The forecast for snow came midweek, as Rache and I were vacationing with old friends, enjoying the sweet warmth of the Caribbean in January. Nothing could have seemed further from the sultry breezes kissing my cabin veranda on the Koningsdam than snow, but there it was.
Our algorithmic prognosticators suggested, as they often do, wildly catastrophic potential snowfalls. Look at the European model! Two feet! Maybe three feet! An inch of ice! All of that, coupled with high temperatures far below freezing, and things looked "significant." For the heart of the American South, things looked truly worse, far worse, as our Mid-Atlantic snow and sleet would come down mostly as freezing rain. Then the whole mess would just stick around for days and days.
When was it arriving? Saturday night. When was it peaking? Sunday morning into Sunday afternoon. Of course.
What a lovely time not to have access to cell service, I sighed.

================

● **PROMPT A**: In the passage about the snow forecast, when was the storm expected to peak?
● **PROMPT B**: Write what comes next in the passage about the snow forecast, picking up right after its final sentence.

================

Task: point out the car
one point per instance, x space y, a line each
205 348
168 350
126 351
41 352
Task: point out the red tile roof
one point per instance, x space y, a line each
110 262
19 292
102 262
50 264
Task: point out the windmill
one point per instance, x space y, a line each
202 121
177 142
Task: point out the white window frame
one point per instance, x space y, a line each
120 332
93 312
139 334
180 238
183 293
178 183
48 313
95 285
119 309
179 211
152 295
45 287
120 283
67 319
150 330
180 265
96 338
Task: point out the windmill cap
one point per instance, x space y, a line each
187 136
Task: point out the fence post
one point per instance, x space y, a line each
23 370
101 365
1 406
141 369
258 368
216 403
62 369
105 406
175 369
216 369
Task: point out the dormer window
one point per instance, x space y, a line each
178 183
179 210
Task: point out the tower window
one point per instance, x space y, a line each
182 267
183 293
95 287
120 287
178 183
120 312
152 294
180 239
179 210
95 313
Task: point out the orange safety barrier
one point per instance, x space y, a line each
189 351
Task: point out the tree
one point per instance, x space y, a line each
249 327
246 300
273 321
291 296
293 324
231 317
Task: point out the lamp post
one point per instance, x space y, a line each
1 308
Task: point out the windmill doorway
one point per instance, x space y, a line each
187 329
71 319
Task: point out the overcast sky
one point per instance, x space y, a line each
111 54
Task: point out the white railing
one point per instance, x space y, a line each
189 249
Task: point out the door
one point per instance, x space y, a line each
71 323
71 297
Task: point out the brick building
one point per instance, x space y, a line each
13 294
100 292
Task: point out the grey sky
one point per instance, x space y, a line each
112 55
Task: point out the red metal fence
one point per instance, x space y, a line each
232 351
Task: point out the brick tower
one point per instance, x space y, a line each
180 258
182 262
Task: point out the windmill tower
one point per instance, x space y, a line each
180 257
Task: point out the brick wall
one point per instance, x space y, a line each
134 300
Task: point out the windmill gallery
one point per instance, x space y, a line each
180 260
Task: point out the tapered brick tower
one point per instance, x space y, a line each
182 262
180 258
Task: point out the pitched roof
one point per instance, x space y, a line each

================

● **TASK RESPONSE A**: Sunday morning into Sunday afternoon.

● **TASK RESPONSE B**:
But shipboard wifi is a thing, now, so e-mails were sent back and forth, and after waiting to ensure that the forecast wasn't just a GPT hallucination, the decision was made to cancel services for the day. Much of the concern among the elders was about my thirty seven mile journey to the church, which would take me down miles and miles of snow-covered back roads.
To be entirely honest, that drive would be a hoot. The big beefy full-sized four-wheel drive Tahoe I rented when we arrived at Dulles would eat that up with a spoon. I, in return, was more concerned about my folks. I want no-one to slip and fall, or to strain a back. I want no-one to get stuck, or to go sliding off the road into a ditch, as happened to a music director of ours years ago on a snowy Sunday morning. Stay home. Take care.
The question, then, became whether or not to attempt something virtually. We've got a great streaming setup at the church, of course, with gimballed cameras and church folk who have technical skills beyond my meager abilities. But again, folks would need to get to the sanctuary to do that, leaving me with the option of doing an early pandemic talking-head-style sermon from my laptop, which would then be booped up onto our YouTube.
But the Mac I once used to design those services is long dead, and given my dying ancient Chromebook, this option gives me a bit of service-failure PTSD.
So instead, the snow day will be a Sabbath, and the Sabbath will be a snow day.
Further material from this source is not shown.